## START Records to process

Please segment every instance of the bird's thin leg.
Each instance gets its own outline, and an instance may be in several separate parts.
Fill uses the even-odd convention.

## END Records to process
## START Records to process

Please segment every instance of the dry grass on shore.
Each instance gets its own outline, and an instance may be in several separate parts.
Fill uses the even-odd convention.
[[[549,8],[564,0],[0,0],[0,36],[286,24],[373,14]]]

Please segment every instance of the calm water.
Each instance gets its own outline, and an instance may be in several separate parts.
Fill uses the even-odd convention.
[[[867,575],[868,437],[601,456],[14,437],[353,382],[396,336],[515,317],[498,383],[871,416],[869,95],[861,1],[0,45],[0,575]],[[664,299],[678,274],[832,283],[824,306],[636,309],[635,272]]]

## END Records to process

▶ Your goal: Quote the rows word for word, starting at the line containing "Please segment every instance of the dry" and ending after the line containing "[[[549,8],[564,0],[0,0],[0,36],[286,24],[373,14]]]".

▶ Solved problem:
Please segment every instance of the dry grass on shore.
Each instance gets its own outline, and an instance may be in several separate parts.
Fill uses the even-odd convention.
[[[549,8],[564,0],[0,0],[0,36],[286,24],[373,14]]]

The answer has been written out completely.